ACTIVITY 1 - In the committee profiles, from which university did Dipanjan Maitra receive his PhD in English?
ACTIVITY 2 - Reproduce the committee profiles word for word, starting at "Dr. Pomerleau’s current" and ending at "I composition classroom.".

TEXT PASSAGE -
The World Englishes Committee consists of the following Marion L. Brittain Postdoctoral Fellows:
Dr. Namrata Dey Roy, committee member of World Englishes: Linguistic Variety, Global Society
Dr. Namrata Dey Roy is a Marion L. Brittain Postdoctoral Fellow at the Writing and Communication Program at Georgia Tech. Her research interests include postcolonial studies, language studies, translation and multilingualism. With long experience of teaching both in India and the US, Namrata is passionate about teaching and classroom pedagogy. She is currently working with World Englishes Committee and RAMBLE
Dr. Sean Dolan, committee member of World Englishes: Linguistic Variety, Global Society
Dr. Sean Dolan is a Marion L. Brittain Postdoctoral Fellow at Georgia Institute of Technology.
Dr. Mike Lehman, chair and managing editor of World Englishes: Linguistic Variety, Global Society and RAMBLE
Mike is a Marion L. Brittain Postdoctoral Fellow at Georgia Institute of Technology. His research explores the potential of borders in reimagining our notions of human rights and belonging. His scholarship has been published in and is forthcoming in Crossings: Journal of Migration & Culture, Ariel: A Review of International English Literature, and several edited collections. He teaches composition courses at Georgia Tech on multimodal communication, refugee and migrant narratives, and border rhetorics and aesthetics.
Dr. Dipanjan Maitra, committee member of World Englishes: Linguistic Variety, Global Society
Dipanjan Maitra completed his PhD in English at State University of New York at Buffalo (UB) in 2022. He was formerly an Advanced PhD Fellow at Humanities Institute, UB. His dissertation entitled “Built With Glue and Clippings: Modernist Collaboration and the Press-Cutting Bureau” explores the connection between press-cutting agencies, literary modernism, and governmental surveillance. He has presented academic papers on modernism, genetic criticism and psychoanalysis at international conferences in India, US and Europe. His academic articles have appeared in Modernism/modernity Print Plus, James Joyce Quarterly, Genetic Joyce Studies, Joyce Studies in Italy and other peer-reviewed journals
Dr. Lainie Pomerleau, committee member of World Englishes: Linguistic Variety, Global Society
Dr. Lainie Pomerleau graduated with her PhD in Medieval and Early Modern English Literature from the University of Georgia in 2019. Her work focuses on how the contained, finite nature of narrative time, in which events may be recycled and re-commemorated, creates meaning in pre-modern texts.
Dr. Pomerleau’s current research examines narrative, time, and genre in medieval romance and its relationship to contemporary speculative fiction, as well as the cyclical, apocalyptic nature of kingship in medieval texts and Shakespeare’s history plays. She is also interested in how the homogenization of popular science writing has potentially limited access to that same body of work, as well as ageist pedagogical practices that impact potential students aged thirty and over in the Research I composition classroom.

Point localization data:

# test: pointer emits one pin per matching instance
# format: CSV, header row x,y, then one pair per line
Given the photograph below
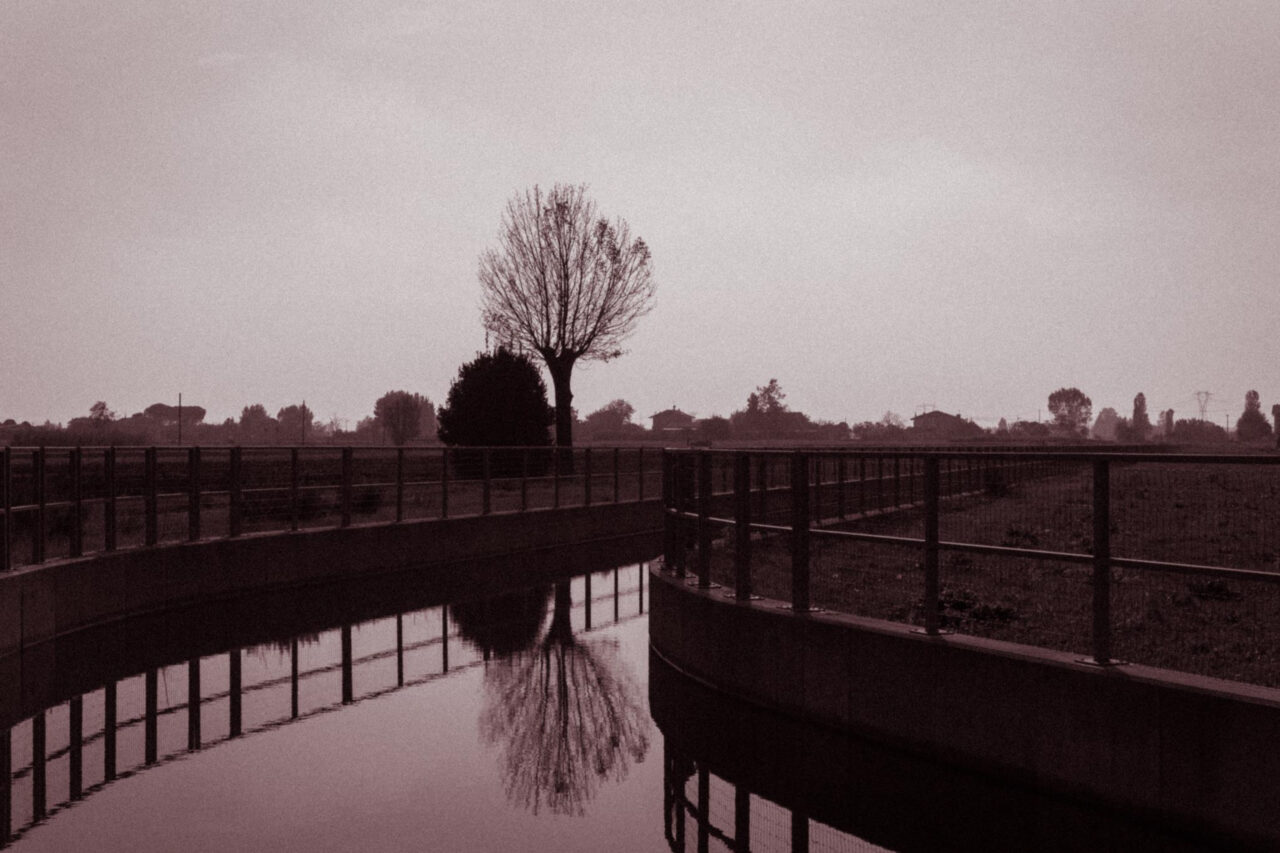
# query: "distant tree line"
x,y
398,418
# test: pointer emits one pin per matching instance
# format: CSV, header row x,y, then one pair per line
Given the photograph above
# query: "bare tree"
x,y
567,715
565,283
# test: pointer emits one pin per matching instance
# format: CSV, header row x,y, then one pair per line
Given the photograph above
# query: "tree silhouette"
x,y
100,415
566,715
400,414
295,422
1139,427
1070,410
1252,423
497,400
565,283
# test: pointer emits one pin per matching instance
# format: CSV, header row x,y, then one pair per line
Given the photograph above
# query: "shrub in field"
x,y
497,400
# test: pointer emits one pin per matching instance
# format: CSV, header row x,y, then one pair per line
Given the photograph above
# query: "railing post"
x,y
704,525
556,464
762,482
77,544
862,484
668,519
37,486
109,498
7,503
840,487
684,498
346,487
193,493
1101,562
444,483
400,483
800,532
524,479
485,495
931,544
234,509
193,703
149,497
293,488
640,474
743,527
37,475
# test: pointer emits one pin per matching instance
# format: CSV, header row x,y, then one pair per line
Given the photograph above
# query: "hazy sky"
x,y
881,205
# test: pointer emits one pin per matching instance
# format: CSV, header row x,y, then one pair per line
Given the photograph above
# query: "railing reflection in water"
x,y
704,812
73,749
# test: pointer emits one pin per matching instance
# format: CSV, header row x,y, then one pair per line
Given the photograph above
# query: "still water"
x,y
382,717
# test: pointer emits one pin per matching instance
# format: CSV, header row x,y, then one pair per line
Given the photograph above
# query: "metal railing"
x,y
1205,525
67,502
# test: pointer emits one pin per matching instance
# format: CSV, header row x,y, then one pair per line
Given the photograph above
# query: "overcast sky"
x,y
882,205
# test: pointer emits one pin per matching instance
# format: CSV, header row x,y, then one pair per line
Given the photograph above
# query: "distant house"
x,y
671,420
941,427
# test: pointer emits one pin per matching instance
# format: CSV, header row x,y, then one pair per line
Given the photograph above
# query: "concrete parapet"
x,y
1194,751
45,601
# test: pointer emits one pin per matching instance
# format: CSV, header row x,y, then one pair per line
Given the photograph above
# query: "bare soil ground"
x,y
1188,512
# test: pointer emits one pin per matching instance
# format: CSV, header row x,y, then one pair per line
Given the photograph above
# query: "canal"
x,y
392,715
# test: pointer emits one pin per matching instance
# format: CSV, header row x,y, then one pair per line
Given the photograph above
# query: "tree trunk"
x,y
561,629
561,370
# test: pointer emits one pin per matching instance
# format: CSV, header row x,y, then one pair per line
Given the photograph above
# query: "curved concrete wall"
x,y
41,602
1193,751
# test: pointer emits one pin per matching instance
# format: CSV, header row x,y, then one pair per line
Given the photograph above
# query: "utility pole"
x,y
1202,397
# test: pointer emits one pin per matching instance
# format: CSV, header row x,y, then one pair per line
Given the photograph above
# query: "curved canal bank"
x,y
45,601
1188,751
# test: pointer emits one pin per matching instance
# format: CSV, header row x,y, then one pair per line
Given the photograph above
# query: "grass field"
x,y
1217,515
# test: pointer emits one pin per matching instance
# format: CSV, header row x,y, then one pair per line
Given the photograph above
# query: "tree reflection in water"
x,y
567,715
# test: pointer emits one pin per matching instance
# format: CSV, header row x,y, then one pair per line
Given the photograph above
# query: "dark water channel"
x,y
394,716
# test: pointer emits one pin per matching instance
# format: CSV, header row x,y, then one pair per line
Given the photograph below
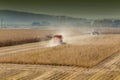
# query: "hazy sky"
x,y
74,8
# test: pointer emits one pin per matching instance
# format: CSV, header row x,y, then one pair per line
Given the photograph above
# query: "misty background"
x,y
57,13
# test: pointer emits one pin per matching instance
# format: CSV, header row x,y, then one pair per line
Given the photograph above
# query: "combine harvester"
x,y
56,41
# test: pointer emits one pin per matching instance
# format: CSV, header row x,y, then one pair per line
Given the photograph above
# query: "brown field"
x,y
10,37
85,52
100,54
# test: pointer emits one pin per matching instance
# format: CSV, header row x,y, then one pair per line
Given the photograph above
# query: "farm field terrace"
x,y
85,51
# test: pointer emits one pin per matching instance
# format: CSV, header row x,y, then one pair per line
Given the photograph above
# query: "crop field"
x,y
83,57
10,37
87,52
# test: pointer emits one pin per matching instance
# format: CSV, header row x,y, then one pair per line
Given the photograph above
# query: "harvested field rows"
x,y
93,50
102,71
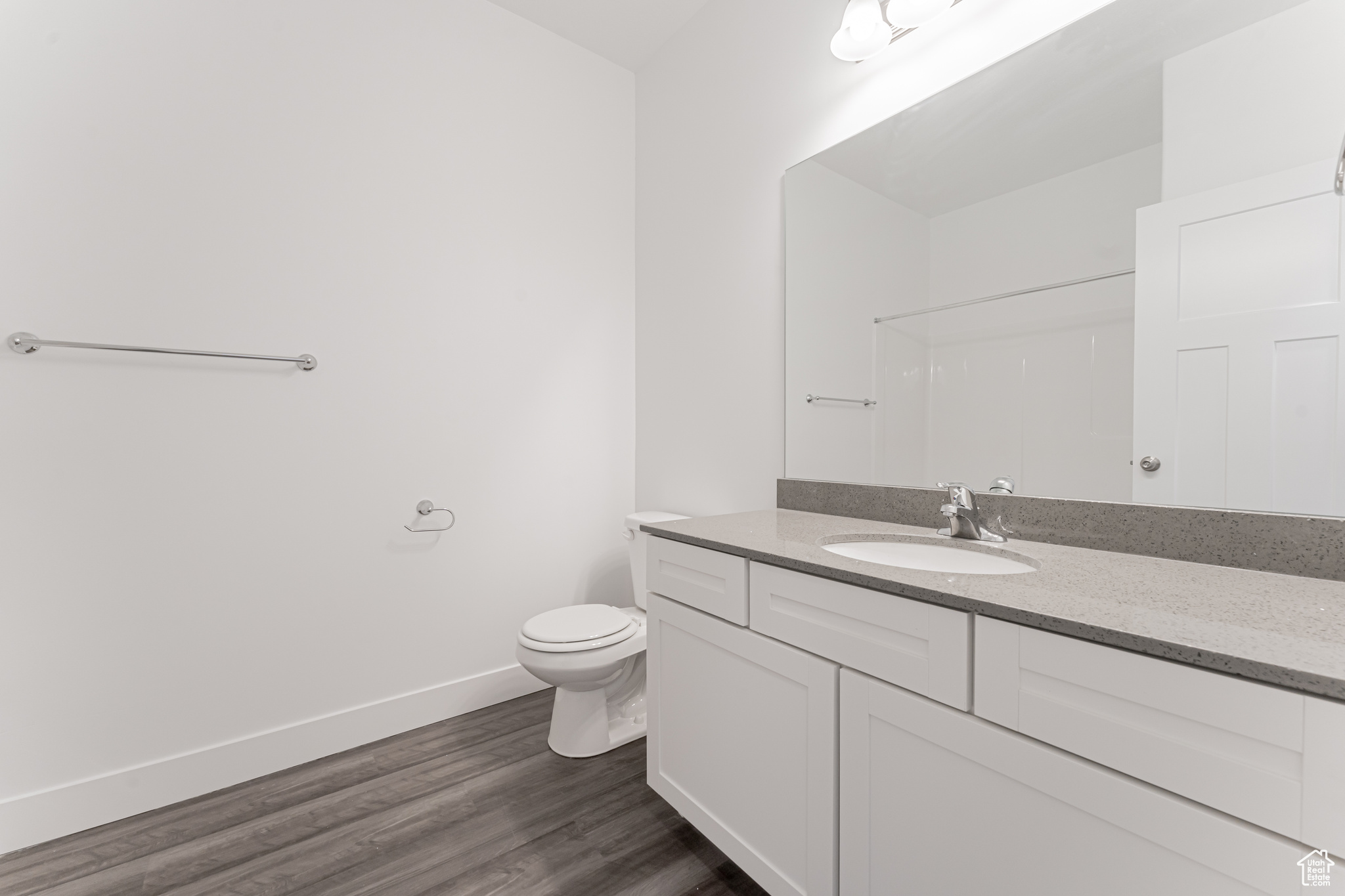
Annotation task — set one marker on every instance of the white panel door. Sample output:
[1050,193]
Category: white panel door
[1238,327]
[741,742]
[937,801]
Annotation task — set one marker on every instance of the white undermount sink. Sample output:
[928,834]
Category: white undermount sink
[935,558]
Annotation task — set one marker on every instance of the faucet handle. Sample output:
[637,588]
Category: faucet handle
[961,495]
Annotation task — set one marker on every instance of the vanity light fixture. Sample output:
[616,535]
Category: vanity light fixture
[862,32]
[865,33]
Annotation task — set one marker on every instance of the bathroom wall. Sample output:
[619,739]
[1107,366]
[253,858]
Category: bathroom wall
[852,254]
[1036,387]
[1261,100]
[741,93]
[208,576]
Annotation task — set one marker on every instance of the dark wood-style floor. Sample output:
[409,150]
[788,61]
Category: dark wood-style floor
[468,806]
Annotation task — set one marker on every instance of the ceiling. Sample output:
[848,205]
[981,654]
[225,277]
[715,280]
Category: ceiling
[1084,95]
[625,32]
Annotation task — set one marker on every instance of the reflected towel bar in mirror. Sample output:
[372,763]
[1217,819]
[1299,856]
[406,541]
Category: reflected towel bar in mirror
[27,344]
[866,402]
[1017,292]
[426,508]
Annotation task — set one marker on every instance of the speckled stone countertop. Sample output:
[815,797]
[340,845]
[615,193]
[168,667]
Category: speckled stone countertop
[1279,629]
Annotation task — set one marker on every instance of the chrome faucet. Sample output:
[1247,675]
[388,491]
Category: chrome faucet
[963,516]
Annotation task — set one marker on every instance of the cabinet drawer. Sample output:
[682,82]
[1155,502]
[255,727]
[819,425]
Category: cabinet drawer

WRITTEN ANSWER 1 - State University of New York at Buffalo (UB)

WRITTEN ANSWER 2 -
Dr. Pomerleau’s current research examines narrative, time, and genre in medieval romance and its relationship to contemporary speculative fiction, as well as the cyclical, apocalyptic nature of kingship in medieval texts and Shakespeare’s history plays. She is also interested in how the homogenization of popular science writing has potentially limited access to that same body of work, as well as ageist pedagogical practices that impact potential students aged thirty and over in the Research I composition classroom.